Seeing Detail Beneath Of Brain Surface
An adaptation of two-photon microscopy, the go-to method for seeing neurons below the surface of the brain, has improved its spatial resolution threefold. The new imaging technique will allow scientists to focus on tiny structures, such as those that mediate communication between neurons, within relatively intact samples of brain tissue.
Howard Hughes Medical Institute investigator Bernardo Sabatini led the development of the new method, which is described in the journal Neuron. Sabatini has built and used two-photon microscopes in his studies of the brain’s plasticity for nearly a decade. Because the technique excels at revealing objects deeper with tissue than other kinds of light microscopy, he can examine slices of brain tissue that are thick enough to see how the connections between nerve cells are formed and regulated. His group at the Harvard Medical School labels individual proteins with light-activated molecules, and watches them as neurons signal to one another across those connections, or synapses.
But for studies examining the finer features of the synapse, Sabatini admits, "the images you get [using two-photon microscopy] are kind of blurry. What you know is supposed to be this tiny synapse that's 300 nanometers across appears larger because the image is so blurred," he says. And subcellular structures such as the slender projections called dendritic spines that extend from the edges of neurons can be particularly difficult to see.
Frustration at those blurry images convinced Satabini that “we really needed to work on getting the resolution of this approach better," he says. To do that, his team took its cue from recent advances that have dramatically improved the resolution scientists can obtain with other types of light microscopes.
In the past few years, several different research groups have come up with ways to surpass a fundamental rule in physics called the diffraction limit. Light particles travel as waves, and because of the rule, scientists thought that microscopes wouldn't be able to see specimens — such as a protein within a cell — that are less than half the wavelength of light. In the 1990s, researchers developed technologies to see objects less than half the wavelength of light.
A technique called Stimulated Emission Depletion was the first to break the limit. It uses one laser light to excite or illuminate a small spot within the sample, and another laser to lower the excitation level in a donut-shaped area surrounding the spot. This focuses the portion of the sample visible to the microscope to such a small region that spatial resolution is greatly improved. But STED-- and other super-resolution techniques-- are unable to capture images at the same depth within tissue as two-photon microcopy.

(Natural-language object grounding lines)
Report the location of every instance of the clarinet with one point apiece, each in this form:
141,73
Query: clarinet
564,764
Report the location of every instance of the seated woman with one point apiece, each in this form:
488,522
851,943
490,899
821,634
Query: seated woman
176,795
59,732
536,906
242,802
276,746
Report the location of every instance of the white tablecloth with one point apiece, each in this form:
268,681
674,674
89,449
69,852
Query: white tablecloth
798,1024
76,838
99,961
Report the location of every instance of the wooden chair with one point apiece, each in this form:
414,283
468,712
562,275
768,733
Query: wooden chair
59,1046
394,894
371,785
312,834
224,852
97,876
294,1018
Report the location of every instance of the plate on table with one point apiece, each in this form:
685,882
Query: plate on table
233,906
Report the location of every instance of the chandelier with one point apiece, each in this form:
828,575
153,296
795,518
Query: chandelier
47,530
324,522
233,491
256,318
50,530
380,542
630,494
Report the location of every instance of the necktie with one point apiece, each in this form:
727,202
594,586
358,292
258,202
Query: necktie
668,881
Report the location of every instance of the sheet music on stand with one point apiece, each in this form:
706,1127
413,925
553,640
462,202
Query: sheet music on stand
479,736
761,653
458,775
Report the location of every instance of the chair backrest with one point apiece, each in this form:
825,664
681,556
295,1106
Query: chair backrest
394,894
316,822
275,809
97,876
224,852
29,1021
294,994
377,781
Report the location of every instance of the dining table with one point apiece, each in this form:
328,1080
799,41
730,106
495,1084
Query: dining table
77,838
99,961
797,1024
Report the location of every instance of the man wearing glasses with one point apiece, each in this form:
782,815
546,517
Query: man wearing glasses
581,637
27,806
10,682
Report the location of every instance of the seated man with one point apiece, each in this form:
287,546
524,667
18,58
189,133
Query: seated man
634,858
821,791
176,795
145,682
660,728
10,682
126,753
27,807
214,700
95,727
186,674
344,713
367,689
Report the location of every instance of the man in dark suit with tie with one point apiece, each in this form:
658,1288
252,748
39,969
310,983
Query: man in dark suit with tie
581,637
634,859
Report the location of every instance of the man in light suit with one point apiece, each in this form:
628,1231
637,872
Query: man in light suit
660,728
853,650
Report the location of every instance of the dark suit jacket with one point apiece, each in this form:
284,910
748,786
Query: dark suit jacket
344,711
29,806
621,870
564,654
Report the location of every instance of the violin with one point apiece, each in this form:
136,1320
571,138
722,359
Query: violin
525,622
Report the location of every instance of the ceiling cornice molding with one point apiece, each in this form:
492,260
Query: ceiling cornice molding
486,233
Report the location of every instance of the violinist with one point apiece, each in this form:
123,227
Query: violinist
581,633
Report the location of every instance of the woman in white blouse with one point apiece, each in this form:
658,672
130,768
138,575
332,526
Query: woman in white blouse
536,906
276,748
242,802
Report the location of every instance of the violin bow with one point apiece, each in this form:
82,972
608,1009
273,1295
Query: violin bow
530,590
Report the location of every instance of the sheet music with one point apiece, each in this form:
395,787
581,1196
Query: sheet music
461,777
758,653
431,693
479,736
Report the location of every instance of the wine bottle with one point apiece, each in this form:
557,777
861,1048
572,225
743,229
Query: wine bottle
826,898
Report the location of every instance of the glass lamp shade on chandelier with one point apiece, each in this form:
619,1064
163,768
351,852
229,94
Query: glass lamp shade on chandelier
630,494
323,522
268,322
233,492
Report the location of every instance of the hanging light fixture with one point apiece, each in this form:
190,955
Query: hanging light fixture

(ACTIVITY):
Answer these questions from the two-photon microscopy text above:
1. By how much has the adaptation improved the spatial resolution of two-photon microscopy?
2. In which journal is the new method described?
3. Which technique was the first to break the diffraction limit?

(ANSWER TO THIS EXERCISE):
1. Threefold.
2. Neuron.
3. Stimulated Emission Depletion.